Di conseguenza, vi sarebbe violazione dell’art. 53 Cost., data la doppia imposizione che «duplica, immotivatamente, la capacità contributiva che giustifica il prelievo», nonché dell’art. 3 Cost. per contrasto con il principio di ragionevolezza, in quanto «per l’identico fatto giuridico il cittadino [verrebbe] inciso due volte da due imposte apparentemente diverse aventi non solo il medesimo presupposto, i soggetti e la base imponibile, ma altresì la medesima struttura impositiva (cioè il fine di colpire la manifestazione di ricchezza) come se lo stesso contribuente si sdoppiasse dinanzi al potere impositivo».

5.‒ Infine, per il giudice rimettente l’art. 6, comma 3, della legge reg. Lazio n. 2 del 2013, sarebbe in contrasto con l’art. 117, terzo comma, Cost. in quanto, nel disciplinare il nuovo tributo, «ormai proprio in senso stretto», violerebbe, in particolare, i principi fondamentali «di continenza e correlazione, cioè la connessione indefettibile tra l’esercizio di funzioni amministrative e l’imposizione fiscale strettamente necessaria a reperirne le risorse e la identità del soggetto impositore e di quello erogatore».

Tali principi, previsti dall’art. 2, comma 2, lettera p), della legge 5 maggio 2009, n. 42 (Delega al Governo in materia di federalismo fiscale, in attuazione dell’articolo 119 della Costituzione), risulterebbero violati perché il legislatore statale non avrebbe mai operato, con riguardo ai porti di rilevanza nazionale e internazionale, qual è quello di Civitavecchia, trasferimenti di funzioni amministrative alle regioni.
______
* **Esercizi proposti**:
A - Traduci in inglese questa frase del brano sul tributo regionale: «Tali principi, previsti dall'art. 2, comma 2, lettera p), della legge 5 maggio 2009, n. 42 (Delega al Governo in materia di federalismo fiscale, in attuazione dell'articolo 119 della Costituzione), risulterebbero violati perché il legislatore statale non avrebbe mai operato, con riguardo ai porti di rilevanza nazionale e internazionale, qual è quello di Civitavecchia, trasferimenti di funzioni amministrative alle regioni.»
B - Riprendi il brano sul tributo regionale subito dopo l'ultima frase riportata e prosegui il ragionamento giuridico con lo stesso registro.
I dati sono materiale a sé stante, distinto dal brano sul tributo regionale.

* **Sezione dati**:
______
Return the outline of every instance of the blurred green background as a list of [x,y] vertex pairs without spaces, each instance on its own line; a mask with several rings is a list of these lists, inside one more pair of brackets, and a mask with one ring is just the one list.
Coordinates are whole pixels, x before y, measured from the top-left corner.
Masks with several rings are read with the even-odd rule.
______
* **Esercizi svolti**:
A - These principles, set out in Article 2, paragraph 2, letter p), of Law No. 42 of 5 May 2009 (Delegation to the Government on fiscal federalism, implementing Article 119 of the Constitution), would be violated because the State legislature never transferred administrative functions to the regions with regard to ports of national and international importance, such as that of Civitavecchia.

B -
Poiché, quindi, «[g]li ambiti portuali ricompresi nei distretti delle AdSP, come quello di Civitavecchia, rimangono […] di esclusiva competenza statale», non sarebbe ravvisabile alcuna connessione tra l’esercizio di funzioni amministrative e l’imposizione fiscale.

6.‒ È intervenuto in giudizio il Presidente del Consiglio dei ministri, rappresentato e difeso dall’Avvocatura generale dello Stato.

6.1.‒ In via preliminare ha eccepito l’inammissibilità delle questioni per non avere il rimettente sperimentato un’interpretazione costituzionalmente orientata e per non essersi confrontato, in particolare, «con l’orientamento, ormai consolidato del diritto vivente».

A tal proposito, riporta i passaggi contenuti nell’ordinanza della Corte di cassazione, sezione sesta civile, 19 ottobre 2021, n. 28961 che, dopo avere affermato la piena applicabilità del tributo in questione anche alle concessioni demaniali marittime di competenza delle AdSP, ha ritenuto manifestamente infondata la questione di legittimità costituzionale sollevata per violazione dell’art. 117, terzo comma, Cost. della medesima disposizione regionale ora censurata.

6.2.‒ Con riferimento al merito, la difesa erariale ha evidenziato che non sarebbe corretta la distinzione tra «concessioni pure» e «concessioni contratto», operata dal giudice rimettente al fine di motivare la censura relativa alla violazione dell’art. 53 Cost.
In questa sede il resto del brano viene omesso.